• DIRECTION: Convert all the rows below into a single numbered list, skipping any blank lines and leaving the pictures out.
━━━ MATERIALS PROVIDED
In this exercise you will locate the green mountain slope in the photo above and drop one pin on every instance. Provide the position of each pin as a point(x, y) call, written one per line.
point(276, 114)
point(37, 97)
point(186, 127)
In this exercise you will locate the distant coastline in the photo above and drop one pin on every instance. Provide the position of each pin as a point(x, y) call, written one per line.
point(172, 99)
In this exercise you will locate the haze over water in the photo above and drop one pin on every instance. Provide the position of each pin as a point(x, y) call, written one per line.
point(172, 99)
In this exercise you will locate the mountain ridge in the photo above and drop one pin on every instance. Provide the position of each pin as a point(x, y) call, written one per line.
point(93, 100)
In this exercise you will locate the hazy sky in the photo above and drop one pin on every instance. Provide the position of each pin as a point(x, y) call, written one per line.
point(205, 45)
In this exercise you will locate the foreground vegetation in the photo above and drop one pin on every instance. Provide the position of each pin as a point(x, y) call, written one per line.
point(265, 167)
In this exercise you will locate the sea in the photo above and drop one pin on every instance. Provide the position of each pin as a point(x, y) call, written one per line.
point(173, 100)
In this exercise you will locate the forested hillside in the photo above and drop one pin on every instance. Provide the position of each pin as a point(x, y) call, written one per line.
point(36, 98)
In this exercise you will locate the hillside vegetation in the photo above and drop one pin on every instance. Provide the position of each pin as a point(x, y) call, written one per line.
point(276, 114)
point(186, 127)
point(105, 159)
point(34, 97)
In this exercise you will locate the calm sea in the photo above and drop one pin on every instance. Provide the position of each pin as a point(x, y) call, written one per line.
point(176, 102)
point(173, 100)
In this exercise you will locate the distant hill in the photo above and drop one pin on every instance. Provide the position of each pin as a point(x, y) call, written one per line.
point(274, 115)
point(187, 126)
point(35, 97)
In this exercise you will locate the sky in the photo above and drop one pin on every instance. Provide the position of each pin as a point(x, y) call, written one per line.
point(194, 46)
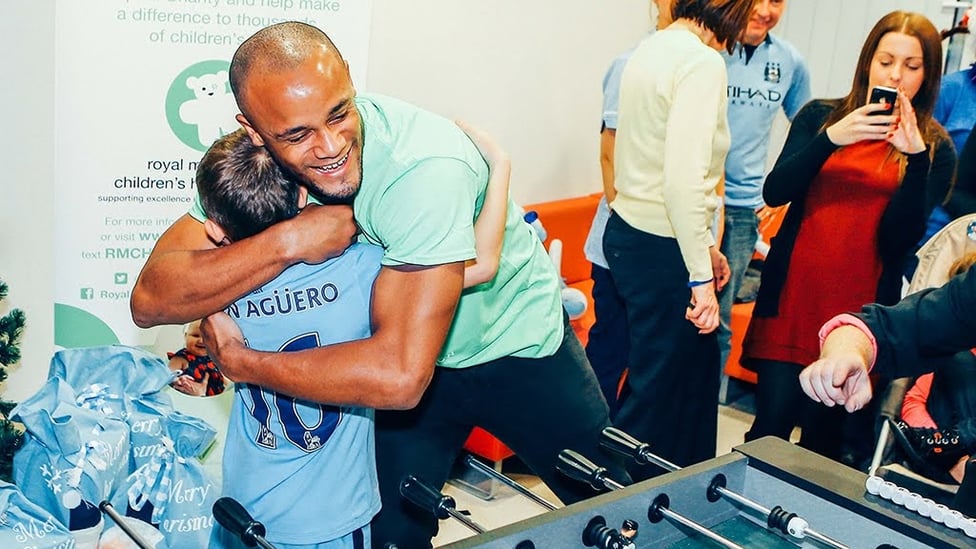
━━━━━━
• SOLUTION TO THE PROBLEM:
1. In this exercise you will locate the green mountain slope in the photo above and drop one pin on every instance. Provide the position of each pin as a point(x, y) call, written one per line.
2. point(276, 114)
3. point(37, 97)
4. point(186, 127)
5. In this exercise you will locate the distant coastline in the photo above and drop one pin on every instance. Provide the position of each pin as a point(x, y) call, written one per line.
6. point(172, 99)
7. In this exercise you will locate the haze over water in the photo above and drop one pin on every instance. Provide the position of each pin as a point(x, y) call, written one per line.
8. point(172, 99)
9. In this exercise you will locate the mountain ridge in the photo above and drop one pin on every instance. Provide the position of each pin as a point(x, y) call, written one per line.
10. point(93, 100)
11. In this exercise you will locate the hazy sky in the photo above and drop one pin on every instance. Provide the position of each pin as a point(x, y) call, written one per line.
12. point(205, 45)
13. In this exercise you will locate the foreground vegetation in the photo above and drop one pin on every instance. Provide the position of each pin as a point(x, y) call, written one per line.
14. point(265, 167)
15. In this exercise you will locate the sea in the photo above and drop one pin on every instance. Provide the position of each pin as a point(x, y) call, written one per line.
16. point(173, 100)
17. In this exercise you will locate the forested hillside in the photo above and drop one pin on every instance. Provide the position of each pin as a point(x, y) call, written one per line.
18. point(36, 98)
19. In this exercise you will locate the hillside vegetation in the photo above and drop one pin on every instance. Provide the position of each pin as a point(x, y) call, written one per line.
20. point(276, 114)
21. point(186, 127)
22. point(105, 159)
23. point(34, 97)
24. In this exercise you will locate the calm sea in the photo above and drop one pin on every instance. Provide the position of each pin as a point(x, y) call, written one per line.
25. point(176, 102)
26. point(173, 100)
27. In this exercise you will locate the distant hill in the photo above and drop one pin on every instance. Provide the position of each pin as a point(x, y) call, written one per line.
28. point(274, 115)
29. point(187, 126)
30. point(35, 97)
31. In this exercise you will locate the sky in the photo above and drop one pin on every instance. Provide the position of each pin as a point(x, y) call, written one per line.
32. point(194, 46)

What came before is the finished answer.